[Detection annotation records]
* * *

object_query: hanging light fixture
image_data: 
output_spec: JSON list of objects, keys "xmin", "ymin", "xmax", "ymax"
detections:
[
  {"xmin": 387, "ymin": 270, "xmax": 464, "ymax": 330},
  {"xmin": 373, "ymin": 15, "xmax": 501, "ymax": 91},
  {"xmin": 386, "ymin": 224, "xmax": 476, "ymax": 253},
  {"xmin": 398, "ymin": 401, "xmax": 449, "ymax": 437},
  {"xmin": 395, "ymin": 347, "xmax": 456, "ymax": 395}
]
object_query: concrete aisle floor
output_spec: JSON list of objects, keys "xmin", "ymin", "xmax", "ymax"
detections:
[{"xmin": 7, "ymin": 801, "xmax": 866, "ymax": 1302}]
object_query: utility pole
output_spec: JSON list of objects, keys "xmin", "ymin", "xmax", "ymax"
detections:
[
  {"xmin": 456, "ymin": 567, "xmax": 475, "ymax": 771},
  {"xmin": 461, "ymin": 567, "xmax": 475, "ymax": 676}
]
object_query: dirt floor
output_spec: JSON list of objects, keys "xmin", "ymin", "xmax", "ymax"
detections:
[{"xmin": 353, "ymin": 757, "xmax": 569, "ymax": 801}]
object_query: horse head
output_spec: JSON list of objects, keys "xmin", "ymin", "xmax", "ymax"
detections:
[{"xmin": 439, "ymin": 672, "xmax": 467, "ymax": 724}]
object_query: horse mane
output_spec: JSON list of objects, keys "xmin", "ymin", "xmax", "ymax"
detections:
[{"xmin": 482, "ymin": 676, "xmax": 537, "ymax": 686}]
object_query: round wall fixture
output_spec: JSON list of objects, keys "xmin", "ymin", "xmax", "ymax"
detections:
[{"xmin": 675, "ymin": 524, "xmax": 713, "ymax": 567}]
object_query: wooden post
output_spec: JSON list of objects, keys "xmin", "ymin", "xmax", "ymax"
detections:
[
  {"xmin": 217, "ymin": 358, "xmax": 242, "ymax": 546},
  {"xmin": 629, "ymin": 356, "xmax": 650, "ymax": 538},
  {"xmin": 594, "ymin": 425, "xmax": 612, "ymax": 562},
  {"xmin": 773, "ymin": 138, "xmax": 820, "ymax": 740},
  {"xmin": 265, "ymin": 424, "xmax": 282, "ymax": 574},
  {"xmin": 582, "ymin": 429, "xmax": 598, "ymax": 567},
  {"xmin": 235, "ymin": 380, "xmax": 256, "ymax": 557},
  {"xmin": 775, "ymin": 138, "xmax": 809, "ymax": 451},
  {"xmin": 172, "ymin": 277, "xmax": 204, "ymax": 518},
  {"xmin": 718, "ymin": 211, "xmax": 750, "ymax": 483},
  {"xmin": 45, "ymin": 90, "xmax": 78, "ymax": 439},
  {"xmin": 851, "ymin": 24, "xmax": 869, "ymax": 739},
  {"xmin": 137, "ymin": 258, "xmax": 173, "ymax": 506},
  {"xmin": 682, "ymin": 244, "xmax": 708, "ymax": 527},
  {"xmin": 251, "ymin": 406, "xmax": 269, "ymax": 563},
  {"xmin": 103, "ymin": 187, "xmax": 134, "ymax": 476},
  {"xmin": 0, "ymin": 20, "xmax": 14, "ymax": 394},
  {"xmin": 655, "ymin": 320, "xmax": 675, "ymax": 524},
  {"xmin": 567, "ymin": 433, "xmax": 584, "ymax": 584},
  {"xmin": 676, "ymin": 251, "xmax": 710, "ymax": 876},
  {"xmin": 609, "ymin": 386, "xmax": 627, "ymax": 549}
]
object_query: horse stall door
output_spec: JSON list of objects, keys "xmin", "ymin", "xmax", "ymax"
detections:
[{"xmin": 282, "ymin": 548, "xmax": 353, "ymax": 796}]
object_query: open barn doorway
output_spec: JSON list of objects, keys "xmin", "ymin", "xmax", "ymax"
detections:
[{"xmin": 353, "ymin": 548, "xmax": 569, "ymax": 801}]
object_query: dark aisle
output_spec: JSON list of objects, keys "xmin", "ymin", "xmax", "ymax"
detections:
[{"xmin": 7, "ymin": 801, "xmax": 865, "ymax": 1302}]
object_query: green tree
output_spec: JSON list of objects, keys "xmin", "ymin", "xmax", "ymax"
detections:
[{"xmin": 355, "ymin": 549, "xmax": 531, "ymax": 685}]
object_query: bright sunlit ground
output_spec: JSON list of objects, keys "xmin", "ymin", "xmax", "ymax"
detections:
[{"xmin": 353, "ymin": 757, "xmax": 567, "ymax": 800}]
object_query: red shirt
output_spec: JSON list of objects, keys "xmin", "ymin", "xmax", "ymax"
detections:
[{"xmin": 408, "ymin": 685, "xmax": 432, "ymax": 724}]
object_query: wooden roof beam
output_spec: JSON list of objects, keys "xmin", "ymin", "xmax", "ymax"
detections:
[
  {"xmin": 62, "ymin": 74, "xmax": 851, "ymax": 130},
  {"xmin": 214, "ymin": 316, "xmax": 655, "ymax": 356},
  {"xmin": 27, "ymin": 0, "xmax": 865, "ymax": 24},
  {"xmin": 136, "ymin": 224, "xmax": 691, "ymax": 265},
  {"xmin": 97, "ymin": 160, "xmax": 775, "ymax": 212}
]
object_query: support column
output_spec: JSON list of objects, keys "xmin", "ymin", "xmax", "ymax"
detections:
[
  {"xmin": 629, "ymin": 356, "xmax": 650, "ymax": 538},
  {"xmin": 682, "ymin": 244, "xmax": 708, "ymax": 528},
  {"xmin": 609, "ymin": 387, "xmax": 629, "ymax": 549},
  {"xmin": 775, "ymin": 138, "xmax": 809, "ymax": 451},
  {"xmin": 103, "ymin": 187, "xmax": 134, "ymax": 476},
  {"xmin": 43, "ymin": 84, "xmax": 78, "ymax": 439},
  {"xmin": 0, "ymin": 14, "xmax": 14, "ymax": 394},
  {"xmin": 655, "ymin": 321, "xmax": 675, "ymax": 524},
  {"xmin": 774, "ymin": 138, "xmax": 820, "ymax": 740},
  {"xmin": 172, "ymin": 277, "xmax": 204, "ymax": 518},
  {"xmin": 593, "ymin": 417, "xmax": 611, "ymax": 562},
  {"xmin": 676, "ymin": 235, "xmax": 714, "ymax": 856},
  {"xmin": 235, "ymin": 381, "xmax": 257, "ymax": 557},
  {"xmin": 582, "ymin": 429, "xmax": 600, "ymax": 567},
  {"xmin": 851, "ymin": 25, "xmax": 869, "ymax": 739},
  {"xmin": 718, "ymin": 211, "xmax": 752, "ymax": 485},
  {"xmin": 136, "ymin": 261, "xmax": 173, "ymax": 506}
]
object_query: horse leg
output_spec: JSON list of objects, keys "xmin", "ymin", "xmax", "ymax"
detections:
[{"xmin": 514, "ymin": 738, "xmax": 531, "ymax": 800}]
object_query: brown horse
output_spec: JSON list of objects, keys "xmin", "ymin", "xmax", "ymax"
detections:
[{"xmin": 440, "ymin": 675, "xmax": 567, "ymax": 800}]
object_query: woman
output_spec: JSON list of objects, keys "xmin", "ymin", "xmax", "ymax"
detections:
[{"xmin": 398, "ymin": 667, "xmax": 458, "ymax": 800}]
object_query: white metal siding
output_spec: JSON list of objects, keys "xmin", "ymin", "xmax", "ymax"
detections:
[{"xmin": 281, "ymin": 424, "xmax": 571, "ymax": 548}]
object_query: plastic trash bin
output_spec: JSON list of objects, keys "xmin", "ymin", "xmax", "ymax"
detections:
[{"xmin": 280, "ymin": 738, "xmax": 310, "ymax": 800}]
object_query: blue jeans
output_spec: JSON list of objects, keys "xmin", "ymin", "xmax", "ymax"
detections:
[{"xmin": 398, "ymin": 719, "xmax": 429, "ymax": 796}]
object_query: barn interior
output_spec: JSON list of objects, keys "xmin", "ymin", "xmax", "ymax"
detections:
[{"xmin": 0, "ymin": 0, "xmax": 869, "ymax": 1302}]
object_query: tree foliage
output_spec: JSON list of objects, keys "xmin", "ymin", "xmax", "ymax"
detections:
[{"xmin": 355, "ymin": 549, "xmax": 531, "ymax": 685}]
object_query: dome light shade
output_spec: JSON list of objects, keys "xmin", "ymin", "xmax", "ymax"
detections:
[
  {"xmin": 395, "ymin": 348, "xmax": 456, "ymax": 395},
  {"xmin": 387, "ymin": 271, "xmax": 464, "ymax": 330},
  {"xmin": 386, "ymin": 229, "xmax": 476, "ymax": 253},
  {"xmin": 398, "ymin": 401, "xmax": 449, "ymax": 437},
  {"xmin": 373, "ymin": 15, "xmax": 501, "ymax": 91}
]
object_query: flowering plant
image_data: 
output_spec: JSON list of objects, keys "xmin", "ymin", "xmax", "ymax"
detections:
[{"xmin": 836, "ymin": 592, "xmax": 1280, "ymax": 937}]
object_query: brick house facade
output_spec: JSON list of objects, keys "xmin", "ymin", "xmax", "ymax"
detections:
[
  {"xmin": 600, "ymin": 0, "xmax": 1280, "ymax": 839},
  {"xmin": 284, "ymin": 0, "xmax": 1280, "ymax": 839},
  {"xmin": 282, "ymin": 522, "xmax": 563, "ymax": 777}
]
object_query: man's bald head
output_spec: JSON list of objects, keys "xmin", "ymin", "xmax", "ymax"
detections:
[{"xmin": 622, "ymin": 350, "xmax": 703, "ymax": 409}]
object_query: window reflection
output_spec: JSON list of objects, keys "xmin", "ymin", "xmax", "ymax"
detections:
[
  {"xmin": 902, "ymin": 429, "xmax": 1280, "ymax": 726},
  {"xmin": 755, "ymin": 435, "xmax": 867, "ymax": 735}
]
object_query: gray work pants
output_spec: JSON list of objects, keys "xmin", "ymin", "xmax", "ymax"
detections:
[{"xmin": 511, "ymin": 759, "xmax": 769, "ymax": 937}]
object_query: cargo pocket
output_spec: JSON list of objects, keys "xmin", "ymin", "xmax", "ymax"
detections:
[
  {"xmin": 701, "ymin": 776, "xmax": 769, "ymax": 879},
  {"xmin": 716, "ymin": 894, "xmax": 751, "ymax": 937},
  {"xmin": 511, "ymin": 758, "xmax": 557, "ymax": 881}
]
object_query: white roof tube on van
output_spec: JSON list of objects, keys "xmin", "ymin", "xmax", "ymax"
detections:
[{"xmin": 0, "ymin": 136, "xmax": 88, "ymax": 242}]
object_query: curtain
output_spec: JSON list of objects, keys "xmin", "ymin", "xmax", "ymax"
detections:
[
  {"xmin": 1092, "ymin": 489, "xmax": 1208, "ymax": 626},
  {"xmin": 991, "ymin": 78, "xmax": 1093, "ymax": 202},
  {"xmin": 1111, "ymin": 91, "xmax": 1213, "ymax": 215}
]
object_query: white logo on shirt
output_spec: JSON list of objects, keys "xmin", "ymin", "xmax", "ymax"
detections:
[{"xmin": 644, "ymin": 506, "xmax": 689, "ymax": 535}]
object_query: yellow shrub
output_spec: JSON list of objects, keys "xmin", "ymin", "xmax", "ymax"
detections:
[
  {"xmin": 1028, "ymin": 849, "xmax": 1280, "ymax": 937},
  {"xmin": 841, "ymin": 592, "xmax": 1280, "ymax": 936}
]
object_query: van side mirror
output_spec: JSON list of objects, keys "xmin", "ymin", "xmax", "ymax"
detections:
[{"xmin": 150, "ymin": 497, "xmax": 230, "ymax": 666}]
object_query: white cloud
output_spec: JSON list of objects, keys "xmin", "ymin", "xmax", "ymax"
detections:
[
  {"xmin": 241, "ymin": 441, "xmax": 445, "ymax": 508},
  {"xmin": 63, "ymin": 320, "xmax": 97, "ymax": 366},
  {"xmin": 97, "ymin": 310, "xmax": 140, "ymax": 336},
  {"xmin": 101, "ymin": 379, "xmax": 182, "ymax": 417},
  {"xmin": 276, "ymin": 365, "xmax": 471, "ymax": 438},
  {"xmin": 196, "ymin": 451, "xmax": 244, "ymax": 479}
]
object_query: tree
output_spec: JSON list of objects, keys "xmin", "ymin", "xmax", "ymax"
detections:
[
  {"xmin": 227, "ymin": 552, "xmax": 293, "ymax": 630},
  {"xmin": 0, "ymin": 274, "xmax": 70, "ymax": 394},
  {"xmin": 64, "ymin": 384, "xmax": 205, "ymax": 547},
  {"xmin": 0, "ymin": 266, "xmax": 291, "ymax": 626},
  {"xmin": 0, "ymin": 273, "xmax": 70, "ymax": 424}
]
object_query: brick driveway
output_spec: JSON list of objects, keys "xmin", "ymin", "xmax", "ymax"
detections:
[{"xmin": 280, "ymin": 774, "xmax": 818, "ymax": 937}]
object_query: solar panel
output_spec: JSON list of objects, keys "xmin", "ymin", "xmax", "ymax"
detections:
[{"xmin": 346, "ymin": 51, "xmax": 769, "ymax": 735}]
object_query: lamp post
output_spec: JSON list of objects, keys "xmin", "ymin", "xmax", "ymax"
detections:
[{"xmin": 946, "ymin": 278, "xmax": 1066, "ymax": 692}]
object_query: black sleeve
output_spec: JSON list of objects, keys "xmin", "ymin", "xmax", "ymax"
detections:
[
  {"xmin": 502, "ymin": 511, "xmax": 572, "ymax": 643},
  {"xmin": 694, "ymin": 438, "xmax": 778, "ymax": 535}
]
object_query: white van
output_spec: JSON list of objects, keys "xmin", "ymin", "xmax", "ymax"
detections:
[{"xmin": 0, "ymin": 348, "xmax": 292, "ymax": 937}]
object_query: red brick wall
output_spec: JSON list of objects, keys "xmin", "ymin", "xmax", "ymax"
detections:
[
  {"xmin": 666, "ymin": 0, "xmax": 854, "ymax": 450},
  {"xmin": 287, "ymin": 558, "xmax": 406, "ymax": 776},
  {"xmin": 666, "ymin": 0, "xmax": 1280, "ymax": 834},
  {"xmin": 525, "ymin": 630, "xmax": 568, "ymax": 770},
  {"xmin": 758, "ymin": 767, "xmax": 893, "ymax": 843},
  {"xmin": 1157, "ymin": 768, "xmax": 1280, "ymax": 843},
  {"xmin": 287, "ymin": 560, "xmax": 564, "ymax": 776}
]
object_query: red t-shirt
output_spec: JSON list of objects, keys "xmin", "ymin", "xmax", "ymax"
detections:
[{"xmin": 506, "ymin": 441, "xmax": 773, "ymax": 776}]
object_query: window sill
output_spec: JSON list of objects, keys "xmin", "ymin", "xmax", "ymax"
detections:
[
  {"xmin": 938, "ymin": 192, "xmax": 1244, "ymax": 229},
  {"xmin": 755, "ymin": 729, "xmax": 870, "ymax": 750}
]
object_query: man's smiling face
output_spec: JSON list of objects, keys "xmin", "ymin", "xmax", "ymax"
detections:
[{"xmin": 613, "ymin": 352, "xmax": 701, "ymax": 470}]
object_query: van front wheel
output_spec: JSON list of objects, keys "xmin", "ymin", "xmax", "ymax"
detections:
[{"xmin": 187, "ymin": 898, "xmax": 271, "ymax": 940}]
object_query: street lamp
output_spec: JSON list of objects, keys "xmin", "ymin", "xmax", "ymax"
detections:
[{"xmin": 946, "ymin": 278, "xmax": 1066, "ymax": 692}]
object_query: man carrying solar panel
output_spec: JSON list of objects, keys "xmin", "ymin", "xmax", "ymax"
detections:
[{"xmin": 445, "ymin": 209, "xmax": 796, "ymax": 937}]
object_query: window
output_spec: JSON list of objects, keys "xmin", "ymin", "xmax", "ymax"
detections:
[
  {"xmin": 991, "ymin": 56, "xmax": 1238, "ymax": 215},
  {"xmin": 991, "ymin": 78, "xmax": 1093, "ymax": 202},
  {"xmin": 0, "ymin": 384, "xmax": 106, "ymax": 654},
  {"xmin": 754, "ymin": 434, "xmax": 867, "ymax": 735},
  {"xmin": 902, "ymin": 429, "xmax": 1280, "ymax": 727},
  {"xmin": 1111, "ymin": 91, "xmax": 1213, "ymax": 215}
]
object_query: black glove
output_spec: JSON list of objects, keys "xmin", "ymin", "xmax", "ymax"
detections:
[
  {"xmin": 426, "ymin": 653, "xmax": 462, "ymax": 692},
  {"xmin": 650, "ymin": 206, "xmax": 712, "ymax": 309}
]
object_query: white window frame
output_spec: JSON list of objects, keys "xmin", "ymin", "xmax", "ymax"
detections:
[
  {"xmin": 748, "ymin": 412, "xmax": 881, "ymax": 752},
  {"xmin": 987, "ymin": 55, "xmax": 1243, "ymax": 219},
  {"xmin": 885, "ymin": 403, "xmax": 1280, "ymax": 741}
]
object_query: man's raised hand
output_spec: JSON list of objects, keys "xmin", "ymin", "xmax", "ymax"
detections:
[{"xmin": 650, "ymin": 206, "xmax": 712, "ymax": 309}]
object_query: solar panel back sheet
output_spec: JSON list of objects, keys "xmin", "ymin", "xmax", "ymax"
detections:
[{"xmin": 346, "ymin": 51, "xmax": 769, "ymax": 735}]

* * *

Problem to work on:
Starting at the line that contains "object_query: white window frame", write out every line to the end of the entries, exactly as given.

Solved exercise:
object_query: white window frame
output_spec: JSON list of objects, keys "xmin", "ymin", "xmax", "ymax"
detections:
[
  {"xmin": 748, "ymin": 412, "xmax": 881, "ymax": 752},
  {"xmin": 987, "ymin": 55, "xmax": 1243, "ymax": 219},
  {"xmin": 885, "ymin": 403, "xmax": 1280, "ymax": 741}
]
object_query: man's raised hand
output_spec: JSON list of objects, keys "xmin", "ymin", "xmax", "ymax"
detections:
[{"xmin": 650, "ymin": 206, "xmax": 712, "ymax": 309}]
object_query: solar panel back sheet
output_spec: JSON list of objects, keys "xmin", "ymin", "xmax", "ymax"
detections:
[{"xmin": 346, "ymin": 51, "xmax": 769, "ymax": 735}]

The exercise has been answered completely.